Problem requirements: Wherever the word "below" shows up in the data, report the line it sits in.

Source data:

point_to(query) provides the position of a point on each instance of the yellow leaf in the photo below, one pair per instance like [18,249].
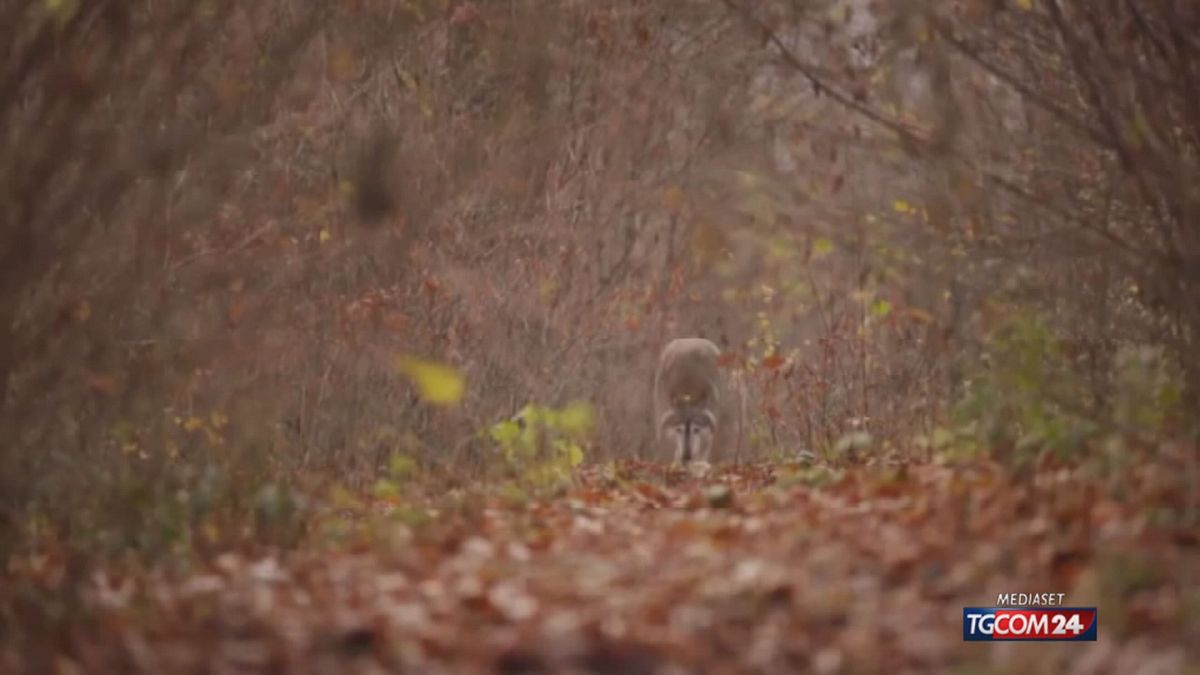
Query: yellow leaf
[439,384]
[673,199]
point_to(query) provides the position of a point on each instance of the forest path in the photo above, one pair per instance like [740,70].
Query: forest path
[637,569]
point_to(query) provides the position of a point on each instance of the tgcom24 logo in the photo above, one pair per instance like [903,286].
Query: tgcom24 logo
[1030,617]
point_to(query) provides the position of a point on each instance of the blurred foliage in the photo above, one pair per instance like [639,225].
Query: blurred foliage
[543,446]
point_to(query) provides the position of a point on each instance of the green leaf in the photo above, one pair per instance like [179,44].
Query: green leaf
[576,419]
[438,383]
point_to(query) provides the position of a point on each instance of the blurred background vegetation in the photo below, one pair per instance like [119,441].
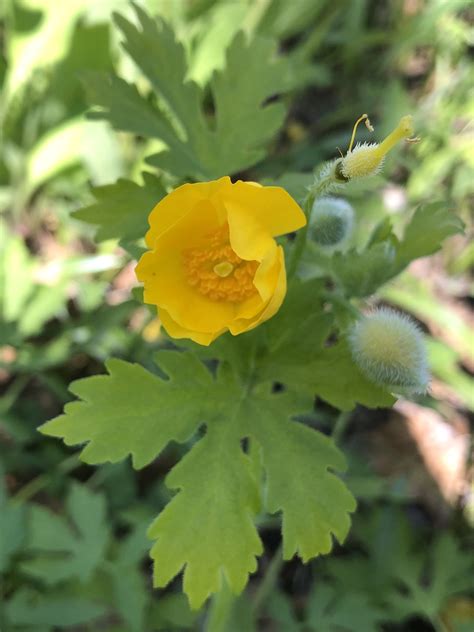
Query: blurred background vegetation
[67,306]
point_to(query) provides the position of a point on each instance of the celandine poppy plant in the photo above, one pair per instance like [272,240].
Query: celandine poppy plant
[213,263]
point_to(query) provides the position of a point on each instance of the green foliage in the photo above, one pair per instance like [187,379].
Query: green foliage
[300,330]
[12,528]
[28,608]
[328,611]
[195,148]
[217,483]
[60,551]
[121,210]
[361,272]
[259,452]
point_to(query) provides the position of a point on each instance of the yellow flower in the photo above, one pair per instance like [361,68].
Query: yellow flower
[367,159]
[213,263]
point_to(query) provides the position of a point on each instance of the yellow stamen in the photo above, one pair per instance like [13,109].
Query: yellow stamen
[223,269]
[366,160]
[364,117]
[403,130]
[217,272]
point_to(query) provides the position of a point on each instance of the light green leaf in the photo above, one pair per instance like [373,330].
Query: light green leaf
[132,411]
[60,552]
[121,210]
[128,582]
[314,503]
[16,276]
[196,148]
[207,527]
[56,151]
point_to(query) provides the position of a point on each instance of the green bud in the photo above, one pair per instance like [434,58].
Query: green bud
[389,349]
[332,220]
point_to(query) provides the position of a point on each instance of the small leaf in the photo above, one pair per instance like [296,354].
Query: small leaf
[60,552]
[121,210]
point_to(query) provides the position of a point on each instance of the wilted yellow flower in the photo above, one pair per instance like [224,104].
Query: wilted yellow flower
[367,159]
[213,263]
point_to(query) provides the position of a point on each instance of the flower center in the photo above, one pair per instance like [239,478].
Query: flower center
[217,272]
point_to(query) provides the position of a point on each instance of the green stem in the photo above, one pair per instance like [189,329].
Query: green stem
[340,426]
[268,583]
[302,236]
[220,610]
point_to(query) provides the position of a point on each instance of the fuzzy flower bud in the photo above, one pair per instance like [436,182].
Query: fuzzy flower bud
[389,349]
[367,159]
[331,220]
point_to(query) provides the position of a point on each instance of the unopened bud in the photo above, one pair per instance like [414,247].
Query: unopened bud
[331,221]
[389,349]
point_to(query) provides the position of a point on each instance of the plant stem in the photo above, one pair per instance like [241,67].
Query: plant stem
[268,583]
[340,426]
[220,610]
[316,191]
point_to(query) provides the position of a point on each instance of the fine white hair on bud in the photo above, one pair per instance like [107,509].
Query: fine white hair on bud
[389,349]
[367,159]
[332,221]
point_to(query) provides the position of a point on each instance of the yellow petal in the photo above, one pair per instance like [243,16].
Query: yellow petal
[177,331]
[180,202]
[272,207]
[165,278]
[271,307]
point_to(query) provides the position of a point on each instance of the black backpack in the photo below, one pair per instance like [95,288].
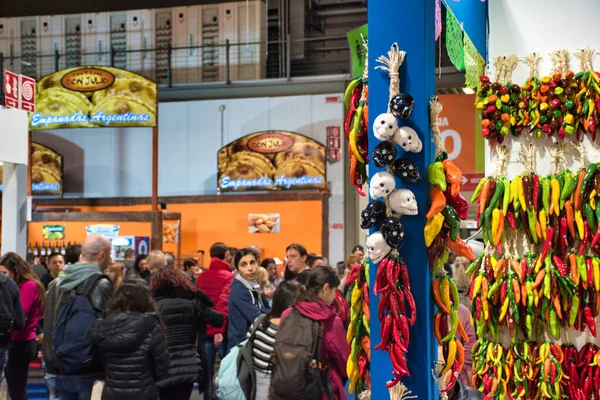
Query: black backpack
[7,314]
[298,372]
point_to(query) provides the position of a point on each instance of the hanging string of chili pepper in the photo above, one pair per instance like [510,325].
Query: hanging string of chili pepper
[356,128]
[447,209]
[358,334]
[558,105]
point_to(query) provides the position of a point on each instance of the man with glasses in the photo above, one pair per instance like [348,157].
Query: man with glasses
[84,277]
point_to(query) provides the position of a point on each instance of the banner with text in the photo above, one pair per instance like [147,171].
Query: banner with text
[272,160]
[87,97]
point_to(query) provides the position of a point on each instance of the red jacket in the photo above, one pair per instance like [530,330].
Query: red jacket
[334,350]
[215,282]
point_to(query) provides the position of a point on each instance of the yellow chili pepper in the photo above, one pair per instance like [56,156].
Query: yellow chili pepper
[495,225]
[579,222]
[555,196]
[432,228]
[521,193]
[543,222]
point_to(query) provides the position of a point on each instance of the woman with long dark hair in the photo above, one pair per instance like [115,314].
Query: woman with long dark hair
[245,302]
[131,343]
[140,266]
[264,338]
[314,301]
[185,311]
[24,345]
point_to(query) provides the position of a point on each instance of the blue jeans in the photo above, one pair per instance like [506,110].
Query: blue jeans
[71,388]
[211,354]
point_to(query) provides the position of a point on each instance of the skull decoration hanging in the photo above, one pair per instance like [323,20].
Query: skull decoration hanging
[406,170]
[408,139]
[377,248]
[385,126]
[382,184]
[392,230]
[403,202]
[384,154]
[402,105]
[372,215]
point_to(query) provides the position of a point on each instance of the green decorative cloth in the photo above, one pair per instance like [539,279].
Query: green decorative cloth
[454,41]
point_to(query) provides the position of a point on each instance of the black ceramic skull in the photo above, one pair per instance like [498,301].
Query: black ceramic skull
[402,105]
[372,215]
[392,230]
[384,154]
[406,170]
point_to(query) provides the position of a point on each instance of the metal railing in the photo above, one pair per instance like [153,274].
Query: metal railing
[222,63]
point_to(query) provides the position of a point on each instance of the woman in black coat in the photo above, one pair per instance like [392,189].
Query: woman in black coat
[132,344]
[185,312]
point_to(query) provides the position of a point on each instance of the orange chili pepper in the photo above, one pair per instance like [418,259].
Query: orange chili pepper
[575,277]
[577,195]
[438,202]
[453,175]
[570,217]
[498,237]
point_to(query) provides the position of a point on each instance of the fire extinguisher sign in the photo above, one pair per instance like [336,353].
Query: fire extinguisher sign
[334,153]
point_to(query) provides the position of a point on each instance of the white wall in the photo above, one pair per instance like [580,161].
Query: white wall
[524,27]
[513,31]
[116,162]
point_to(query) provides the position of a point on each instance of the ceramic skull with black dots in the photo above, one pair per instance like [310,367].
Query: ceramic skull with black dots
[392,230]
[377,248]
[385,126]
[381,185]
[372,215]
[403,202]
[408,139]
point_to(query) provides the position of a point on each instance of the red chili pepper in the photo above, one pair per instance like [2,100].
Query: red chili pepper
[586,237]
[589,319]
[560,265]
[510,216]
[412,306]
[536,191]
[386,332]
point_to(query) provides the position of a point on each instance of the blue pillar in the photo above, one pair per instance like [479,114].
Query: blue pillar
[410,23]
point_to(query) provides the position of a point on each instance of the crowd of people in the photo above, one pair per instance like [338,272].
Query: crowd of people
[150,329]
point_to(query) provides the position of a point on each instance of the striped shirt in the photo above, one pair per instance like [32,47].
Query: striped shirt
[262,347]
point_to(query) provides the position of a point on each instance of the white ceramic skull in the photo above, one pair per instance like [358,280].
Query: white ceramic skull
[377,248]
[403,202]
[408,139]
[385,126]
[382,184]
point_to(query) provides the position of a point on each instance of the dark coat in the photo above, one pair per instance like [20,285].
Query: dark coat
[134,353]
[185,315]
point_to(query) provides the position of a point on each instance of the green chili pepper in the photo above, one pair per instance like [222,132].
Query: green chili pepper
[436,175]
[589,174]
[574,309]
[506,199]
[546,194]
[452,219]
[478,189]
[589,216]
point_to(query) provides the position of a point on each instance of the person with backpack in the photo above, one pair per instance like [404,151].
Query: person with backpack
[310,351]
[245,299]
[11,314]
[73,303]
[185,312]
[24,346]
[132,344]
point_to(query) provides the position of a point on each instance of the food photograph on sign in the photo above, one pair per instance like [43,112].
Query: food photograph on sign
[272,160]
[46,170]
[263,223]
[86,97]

Expected answer:
point_to(query) provides the position of a point on each instance of the yellow leaf in the photo below, one pair per instance like [18,249].
point_to(query) provides the position of a point on each instance of the blurred background vegetation in the photo below, one pair per instance like [119,441].
point_to(query) provides the position of a point on each instance of the black backpack in the photo below, one pair per instance like [95,288].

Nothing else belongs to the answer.